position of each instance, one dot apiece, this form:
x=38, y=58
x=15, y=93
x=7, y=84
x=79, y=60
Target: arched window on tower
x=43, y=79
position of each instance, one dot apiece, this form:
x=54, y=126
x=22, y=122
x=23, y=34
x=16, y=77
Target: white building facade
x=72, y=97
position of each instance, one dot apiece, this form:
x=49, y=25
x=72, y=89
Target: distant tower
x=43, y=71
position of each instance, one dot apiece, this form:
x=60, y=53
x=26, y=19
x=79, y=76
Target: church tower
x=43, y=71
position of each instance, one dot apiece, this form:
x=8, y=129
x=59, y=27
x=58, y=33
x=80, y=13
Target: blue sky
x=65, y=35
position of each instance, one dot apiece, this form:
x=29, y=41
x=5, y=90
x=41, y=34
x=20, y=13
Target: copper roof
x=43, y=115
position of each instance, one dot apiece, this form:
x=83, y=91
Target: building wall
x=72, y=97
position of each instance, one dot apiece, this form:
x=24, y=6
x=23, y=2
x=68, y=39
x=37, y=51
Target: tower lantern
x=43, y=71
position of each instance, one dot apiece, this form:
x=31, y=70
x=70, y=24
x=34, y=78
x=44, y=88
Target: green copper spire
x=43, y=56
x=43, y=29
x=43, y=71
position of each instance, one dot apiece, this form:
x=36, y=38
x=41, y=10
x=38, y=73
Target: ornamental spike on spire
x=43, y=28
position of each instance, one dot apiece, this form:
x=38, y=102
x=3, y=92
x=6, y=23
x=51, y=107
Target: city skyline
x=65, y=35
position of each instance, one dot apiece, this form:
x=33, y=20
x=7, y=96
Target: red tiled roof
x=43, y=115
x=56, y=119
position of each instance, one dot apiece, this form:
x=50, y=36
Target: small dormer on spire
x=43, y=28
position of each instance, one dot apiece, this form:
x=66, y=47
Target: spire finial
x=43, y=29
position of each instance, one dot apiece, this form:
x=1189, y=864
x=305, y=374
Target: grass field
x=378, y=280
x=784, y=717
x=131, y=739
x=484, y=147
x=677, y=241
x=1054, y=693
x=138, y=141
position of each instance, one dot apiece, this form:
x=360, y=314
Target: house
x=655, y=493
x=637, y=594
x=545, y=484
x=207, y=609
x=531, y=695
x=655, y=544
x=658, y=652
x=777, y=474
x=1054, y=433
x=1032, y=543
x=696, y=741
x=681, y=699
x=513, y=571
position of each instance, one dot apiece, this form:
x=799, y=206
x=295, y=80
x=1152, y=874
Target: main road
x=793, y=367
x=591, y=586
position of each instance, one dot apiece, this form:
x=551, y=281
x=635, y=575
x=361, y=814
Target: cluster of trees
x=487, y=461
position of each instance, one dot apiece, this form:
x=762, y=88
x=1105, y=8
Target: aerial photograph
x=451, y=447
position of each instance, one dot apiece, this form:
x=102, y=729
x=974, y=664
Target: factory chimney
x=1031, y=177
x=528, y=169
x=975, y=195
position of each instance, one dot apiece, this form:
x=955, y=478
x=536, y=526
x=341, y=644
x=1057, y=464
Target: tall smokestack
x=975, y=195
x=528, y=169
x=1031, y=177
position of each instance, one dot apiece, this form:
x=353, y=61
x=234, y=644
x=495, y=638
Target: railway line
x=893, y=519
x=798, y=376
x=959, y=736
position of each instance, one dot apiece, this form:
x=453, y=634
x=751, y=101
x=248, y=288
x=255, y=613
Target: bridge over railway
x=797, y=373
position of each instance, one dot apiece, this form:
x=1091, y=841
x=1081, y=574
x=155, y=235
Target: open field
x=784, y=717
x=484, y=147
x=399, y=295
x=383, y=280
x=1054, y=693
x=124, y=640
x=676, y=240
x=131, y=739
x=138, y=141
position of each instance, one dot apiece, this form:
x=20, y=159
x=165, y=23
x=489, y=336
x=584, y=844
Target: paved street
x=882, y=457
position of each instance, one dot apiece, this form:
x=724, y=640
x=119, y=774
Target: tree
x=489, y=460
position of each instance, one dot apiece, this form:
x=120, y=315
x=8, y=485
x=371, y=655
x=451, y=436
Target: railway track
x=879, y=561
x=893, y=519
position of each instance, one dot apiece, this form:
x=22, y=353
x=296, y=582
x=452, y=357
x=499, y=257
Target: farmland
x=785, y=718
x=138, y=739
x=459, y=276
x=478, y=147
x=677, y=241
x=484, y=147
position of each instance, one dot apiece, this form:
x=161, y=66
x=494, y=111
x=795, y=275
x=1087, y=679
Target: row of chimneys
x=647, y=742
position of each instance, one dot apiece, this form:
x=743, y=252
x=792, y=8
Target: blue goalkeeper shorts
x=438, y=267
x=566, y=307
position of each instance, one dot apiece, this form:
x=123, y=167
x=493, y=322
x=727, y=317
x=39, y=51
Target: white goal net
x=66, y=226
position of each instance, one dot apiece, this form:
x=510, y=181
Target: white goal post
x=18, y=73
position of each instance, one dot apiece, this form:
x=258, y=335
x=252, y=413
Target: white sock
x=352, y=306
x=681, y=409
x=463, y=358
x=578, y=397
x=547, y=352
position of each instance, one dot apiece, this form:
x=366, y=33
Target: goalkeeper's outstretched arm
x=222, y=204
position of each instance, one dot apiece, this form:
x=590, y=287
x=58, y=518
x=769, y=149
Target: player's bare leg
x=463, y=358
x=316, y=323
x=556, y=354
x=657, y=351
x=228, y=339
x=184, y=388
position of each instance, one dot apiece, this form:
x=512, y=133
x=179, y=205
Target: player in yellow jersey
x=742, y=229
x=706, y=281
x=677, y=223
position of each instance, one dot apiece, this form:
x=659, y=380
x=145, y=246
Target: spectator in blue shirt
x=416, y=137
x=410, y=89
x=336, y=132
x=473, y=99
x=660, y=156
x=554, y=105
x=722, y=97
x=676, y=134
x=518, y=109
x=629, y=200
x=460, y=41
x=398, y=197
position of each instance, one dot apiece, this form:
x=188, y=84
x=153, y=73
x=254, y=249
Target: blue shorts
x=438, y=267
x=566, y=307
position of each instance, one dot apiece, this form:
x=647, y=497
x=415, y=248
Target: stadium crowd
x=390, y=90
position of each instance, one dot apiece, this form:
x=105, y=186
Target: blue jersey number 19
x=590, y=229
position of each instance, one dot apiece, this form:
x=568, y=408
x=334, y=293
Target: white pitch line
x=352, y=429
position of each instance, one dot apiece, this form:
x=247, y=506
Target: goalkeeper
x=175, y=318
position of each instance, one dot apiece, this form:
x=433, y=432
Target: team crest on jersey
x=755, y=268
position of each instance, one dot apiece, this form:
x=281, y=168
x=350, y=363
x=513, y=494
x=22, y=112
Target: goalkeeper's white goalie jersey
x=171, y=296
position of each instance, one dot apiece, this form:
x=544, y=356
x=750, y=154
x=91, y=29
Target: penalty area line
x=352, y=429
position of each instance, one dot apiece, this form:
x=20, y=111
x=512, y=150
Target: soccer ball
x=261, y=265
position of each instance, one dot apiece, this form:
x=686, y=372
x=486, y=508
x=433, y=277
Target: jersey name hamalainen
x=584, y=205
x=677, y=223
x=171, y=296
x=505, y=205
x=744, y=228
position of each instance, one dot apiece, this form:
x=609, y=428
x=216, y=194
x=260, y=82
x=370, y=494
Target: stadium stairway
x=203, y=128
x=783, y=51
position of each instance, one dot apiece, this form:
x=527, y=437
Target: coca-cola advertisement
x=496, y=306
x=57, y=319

**PROBLEM:**
Set down only these lines, exactly: the one containing "Target: penalty area line" and each line after it through the end of the entries above.

**OUTPUT:**
Target: penalty area line
x=352, y=429
position of each instance, one dot apiece, this form:
x=20, y=111
x=512, y=150
Target: soccer ball
x=261, y=265
position of each instance, one dot apiece, this form:
x=686, y=372
x=486, y=508
x=433, y=277
Target: jersey name hamalainen
x=584, y=205
x=677, y=223
x=171, y=296
x=505, y=205
x=744, y=228
position of each instance, one dot apiece, this form:
x=609, y=428
x=216, y=194
x=260, y=82
x=370, y=494
Target: stadium stairway
x=203, y=128
x=783, y=51
position of each instance, one dot apiece, this form:
x=527, y=437
Target: coca-cola advertisement
x=496, y=306
x=57, y=319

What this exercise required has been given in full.